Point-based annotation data
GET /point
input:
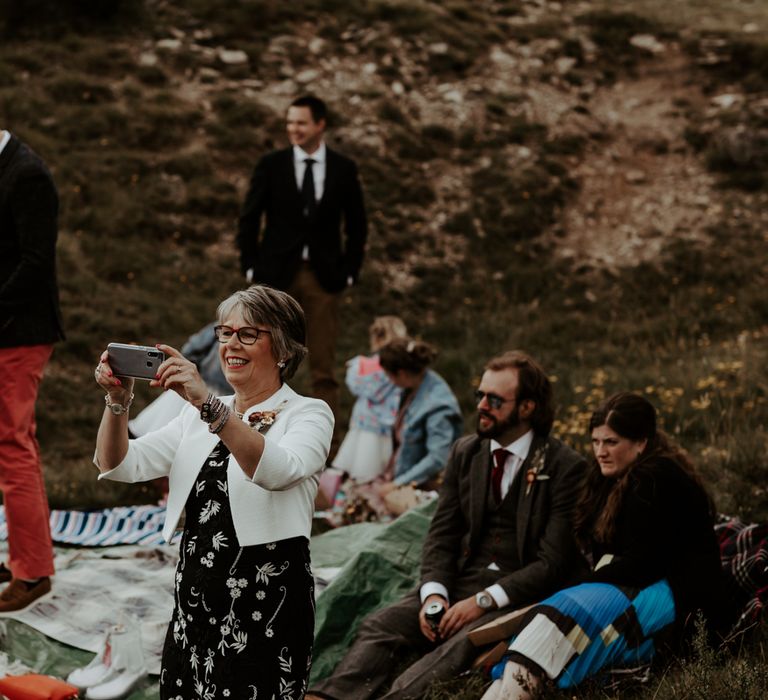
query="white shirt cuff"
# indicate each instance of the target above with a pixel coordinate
(499, 595)
(431, 588)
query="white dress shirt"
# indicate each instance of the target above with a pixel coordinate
(318, 168)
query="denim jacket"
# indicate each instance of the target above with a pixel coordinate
(431, 424)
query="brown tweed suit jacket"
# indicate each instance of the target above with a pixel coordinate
(545, 545)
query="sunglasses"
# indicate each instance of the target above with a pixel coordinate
(246, 335)
(494, 400)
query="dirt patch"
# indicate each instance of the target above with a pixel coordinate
(640, 182)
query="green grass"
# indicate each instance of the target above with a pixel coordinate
(151, 181)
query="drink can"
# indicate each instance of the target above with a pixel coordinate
(434, 613)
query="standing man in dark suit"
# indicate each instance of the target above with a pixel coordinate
(501, 538)
(30, 322)
(303, 193)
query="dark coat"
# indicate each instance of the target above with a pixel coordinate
(545, 543)
(29, 205)
(275, 255)
(665, 529)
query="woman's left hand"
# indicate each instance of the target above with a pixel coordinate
(176, 372)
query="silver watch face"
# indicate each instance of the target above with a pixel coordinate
(484, 600)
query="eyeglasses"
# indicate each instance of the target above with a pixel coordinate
(246, 335)
(494, 400)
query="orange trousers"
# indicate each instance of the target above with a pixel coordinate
(21, 477)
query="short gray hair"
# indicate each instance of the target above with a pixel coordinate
(281, 313)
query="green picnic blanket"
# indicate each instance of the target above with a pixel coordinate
(380, 564)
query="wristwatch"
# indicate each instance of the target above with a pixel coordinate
(117, 408)
(484, 600)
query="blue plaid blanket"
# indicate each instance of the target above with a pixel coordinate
(104, 528)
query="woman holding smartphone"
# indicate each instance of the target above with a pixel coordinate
(244, 469)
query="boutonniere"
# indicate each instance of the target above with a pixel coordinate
(261, 421)
(532, 474)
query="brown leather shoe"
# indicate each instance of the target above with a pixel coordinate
(19, 595)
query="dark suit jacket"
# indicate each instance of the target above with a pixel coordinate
(29, 205)
(545, 543)
(275, 256)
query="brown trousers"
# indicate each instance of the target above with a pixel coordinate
(322, 311)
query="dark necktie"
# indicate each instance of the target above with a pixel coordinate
(499, 457)
(308, 188)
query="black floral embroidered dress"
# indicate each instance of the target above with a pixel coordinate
(242, 623)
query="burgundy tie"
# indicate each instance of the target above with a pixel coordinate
(499, 457)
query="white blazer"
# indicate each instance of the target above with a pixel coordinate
(278, 502)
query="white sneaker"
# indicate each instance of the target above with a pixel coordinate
(117, 687)
(98, 671)
(117, 668)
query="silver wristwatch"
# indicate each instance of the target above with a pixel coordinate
(484, 600)
(117, 408)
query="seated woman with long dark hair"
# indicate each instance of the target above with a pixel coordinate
(646, 522)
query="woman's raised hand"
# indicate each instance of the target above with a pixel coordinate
(176, 372)
(119, 389)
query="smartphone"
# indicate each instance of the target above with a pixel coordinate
(137, 361)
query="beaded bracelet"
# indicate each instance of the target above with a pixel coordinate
(215, 428)
(211, 409)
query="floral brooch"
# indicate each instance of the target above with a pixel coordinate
(261, 421)
(532, 474)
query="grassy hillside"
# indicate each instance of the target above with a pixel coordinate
(494, 139)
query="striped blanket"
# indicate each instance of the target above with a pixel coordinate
(744, 555)
(140, 525)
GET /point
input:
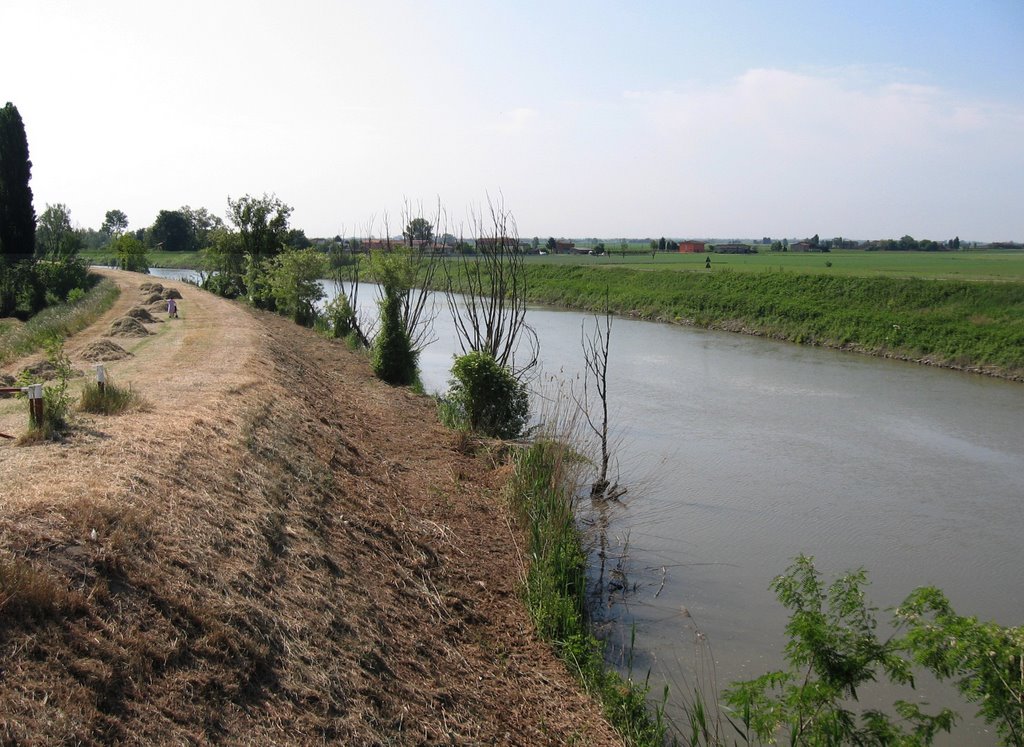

» TASK STATEMENT:
Return each line from the entries above that contains the word "dark".

» ANSWER TO THIS PROBLEM:
query="standing man in dark suit"
query="dark coat"
query="dark suit jacket"
query="dark necktie"
query="seated woman with long dark hair"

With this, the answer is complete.